The exhibition culminates a three-year collaboration between Vacheron and the Barbier-Mueller Museum, which has resulted in a series of watches known simply as the Masks. Bold and eerie— not to mention, at $370,000 for a set of four, a serious investment—these watches combine the craftsmanship husbanded by Vacheron with the jewels of a unique art collection.
Similarly, Ikepod is coming out with a watch designed by artist Jeff Koons. Although they differ in style and price (the Koons watch will sell for $15,675 in titanium), these two offerings are symptomatic of a growing interest in "art products." According to Louis Vuitton, the term was coined by the artist Takashi Murakami, whose work has appeared on the luggage maker's monogrammed canvas.
There was a time when artists inhabited an altogether loftier plane than the purveyors of luxury goods. There were occasional crossovers, such as Yves Saint Laurent's Mondrian-inspired dress and Château Mouton Rothschild's artist-designed wine labels. But rarely did the twain meet.
Of course, what art confers is gravitas, and in the 1980s luxury did not have the cultural payload it carries today. That was when Alain Perrin, the CEO of Cartier and an enthusiastic art collector, inaugurated the Fondation Cartier—a prescient move, given luxury's subsequent shift to the intellectual high ground. The Fondation, which celebrates its 25th anniversary this year, commissions works of contemporary art for display in a dazzling space designed by Jean Nouvel.
Luxury brands have a weakness for bold architecture. Frank Gehry is designing a space for the Fondation Louis Vuitton, which will exhibit contemporary art when it opens in 2011; in 2007 Chanel mounted a globe-trotting exhibition of artworks inspired by Chanel bags housed in a pavilion designed by Zaha Hadid; and Prada's polyhedral Transformer structure by Rem Koolhaas in Seoul is the latest "it" building. Located in one of the brand's emerging markets, it is testament to the ambassadorial effect that art can have on behalf of luxury marques.

[Records from a collection]
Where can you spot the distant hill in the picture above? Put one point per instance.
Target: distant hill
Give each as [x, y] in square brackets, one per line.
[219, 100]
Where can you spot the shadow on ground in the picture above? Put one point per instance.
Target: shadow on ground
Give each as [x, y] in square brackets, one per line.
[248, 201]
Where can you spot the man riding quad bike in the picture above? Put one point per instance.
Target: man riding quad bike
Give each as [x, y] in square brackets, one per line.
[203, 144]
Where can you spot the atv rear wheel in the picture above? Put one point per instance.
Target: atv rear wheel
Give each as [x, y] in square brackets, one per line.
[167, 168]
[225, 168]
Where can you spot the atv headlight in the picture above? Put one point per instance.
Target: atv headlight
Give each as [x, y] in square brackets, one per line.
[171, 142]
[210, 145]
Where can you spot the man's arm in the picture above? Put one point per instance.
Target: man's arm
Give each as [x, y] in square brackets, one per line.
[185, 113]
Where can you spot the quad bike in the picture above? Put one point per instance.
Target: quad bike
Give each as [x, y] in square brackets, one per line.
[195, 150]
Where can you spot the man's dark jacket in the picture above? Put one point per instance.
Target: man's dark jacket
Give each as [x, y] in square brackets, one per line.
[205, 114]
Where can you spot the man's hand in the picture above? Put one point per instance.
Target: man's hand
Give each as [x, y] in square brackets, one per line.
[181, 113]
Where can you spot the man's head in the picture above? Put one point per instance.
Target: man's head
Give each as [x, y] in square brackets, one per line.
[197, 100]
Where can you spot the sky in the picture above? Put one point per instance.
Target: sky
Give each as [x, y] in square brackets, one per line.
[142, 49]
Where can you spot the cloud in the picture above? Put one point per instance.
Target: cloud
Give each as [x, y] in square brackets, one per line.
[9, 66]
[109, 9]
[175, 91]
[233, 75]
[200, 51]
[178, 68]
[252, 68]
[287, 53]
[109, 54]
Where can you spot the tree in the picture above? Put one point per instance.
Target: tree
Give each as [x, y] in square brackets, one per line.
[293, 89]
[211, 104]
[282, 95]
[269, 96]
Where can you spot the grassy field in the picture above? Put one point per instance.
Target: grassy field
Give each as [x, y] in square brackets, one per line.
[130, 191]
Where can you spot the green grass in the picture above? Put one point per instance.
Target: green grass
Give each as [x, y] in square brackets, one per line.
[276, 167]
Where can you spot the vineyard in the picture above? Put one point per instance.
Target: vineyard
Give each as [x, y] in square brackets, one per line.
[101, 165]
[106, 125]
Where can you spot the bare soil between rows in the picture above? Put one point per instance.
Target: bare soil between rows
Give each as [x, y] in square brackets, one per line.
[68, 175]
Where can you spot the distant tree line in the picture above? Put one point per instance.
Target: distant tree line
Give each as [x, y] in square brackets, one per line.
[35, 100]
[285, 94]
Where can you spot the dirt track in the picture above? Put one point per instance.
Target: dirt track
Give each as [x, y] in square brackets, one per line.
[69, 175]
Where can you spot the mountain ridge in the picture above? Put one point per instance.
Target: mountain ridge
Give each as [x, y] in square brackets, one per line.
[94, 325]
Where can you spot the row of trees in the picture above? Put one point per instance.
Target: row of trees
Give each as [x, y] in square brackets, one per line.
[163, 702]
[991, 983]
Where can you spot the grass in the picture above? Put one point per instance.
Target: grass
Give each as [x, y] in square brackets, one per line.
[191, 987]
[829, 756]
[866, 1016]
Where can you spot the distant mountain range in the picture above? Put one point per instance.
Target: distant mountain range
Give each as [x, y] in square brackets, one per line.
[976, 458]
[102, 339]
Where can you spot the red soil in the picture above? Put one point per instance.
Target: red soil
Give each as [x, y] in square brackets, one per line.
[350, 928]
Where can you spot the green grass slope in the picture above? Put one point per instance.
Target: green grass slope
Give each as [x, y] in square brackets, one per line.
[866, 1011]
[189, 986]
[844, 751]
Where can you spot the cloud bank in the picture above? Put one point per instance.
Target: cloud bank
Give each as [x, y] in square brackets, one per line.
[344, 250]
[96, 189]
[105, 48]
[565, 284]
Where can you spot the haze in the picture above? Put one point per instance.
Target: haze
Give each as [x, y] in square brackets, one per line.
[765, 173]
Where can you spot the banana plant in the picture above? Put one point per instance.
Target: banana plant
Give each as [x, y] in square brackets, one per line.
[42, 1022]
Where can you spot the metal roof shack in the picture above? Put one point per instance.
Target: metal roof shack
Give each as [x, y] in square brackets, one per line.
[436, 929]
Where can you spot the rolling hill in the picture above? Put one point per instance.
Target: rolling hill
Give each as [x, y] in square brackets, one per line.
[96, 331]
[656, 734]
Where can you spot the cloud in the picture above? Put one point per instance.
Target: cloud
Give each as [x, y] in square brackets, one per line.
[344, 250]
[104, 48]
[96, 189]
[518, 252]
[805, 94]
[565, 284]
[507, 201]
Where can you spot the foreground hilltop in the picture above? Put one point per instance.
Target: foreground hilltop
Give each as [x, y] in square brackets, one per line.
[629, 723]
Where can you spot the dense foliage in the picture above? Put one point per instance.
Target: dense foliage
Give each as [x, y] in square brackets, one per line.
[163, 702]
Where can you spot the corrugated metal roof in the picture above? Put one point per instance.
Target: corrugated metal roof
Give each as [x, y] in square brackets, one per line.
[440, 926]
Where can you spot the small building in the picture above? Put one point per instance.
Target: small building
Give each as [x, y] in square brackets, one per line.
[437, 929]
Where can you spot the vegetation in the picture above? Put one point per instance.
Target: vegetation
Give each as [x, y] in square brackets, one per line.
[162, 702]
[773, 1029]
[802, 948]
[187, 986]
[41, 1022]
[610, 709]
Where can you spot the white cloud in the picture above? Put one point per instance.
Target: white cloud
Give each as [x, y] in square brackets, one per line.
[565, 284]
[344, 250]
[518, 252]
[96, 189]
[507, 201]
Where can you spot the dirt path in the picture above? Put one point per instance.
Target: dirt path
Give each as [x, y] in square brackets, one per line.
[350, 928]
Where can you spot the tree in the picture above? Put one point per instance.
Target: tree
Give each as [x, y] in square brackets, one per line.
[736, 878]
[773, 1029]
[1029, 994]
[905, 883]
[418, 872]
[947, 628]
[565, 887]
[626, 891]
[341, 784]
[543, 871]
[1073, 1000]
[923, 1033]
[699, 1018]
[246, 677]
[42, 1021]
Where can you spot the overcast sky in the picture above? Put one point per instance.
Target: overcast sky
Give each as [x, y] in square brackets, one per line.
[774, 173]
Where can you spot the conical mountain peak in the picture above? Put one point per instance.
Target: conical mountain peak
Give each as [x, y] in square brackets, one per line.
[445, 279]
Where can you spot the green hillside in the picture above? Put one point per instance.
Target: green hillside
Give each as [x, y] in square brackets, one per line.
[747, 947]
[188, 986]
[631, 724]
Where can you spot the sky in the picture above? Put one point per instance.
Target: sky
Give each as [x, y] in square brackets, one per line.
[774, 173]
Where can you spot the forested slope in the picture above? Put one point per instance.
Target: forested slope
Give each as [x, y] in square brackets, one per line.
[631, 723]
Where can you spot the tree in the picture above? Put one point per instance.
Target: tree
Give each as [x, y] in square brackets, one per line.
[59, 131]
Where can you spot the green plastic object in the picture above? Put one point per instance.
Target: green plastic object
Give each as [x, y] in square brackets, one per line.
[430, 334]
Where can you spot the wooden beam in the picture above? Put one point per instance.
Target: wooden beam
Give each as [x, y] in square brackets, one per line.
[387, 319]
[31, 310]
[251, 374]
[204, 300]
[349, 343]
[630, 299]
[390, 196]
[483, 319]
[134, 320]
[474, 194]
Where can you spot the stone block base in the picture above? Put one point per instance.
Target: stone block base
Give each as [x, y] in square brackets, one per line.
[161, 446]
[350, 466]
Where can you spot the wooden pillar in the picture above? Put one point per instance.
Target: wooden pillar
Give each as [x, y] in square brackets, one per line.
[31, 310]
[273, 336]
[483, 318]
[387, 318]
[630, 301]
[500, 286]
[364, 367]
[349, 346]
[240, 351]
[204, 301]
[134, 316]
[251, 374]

> EXERCISE DESCRIPTION
In the article on luxury brands and art, who designed the space where the Fondation Cartier displays the works it commissions? Rely only on the article on luxury brands and art.

> OUTPUT FOR THIS EXERCISE
Jean Nouvel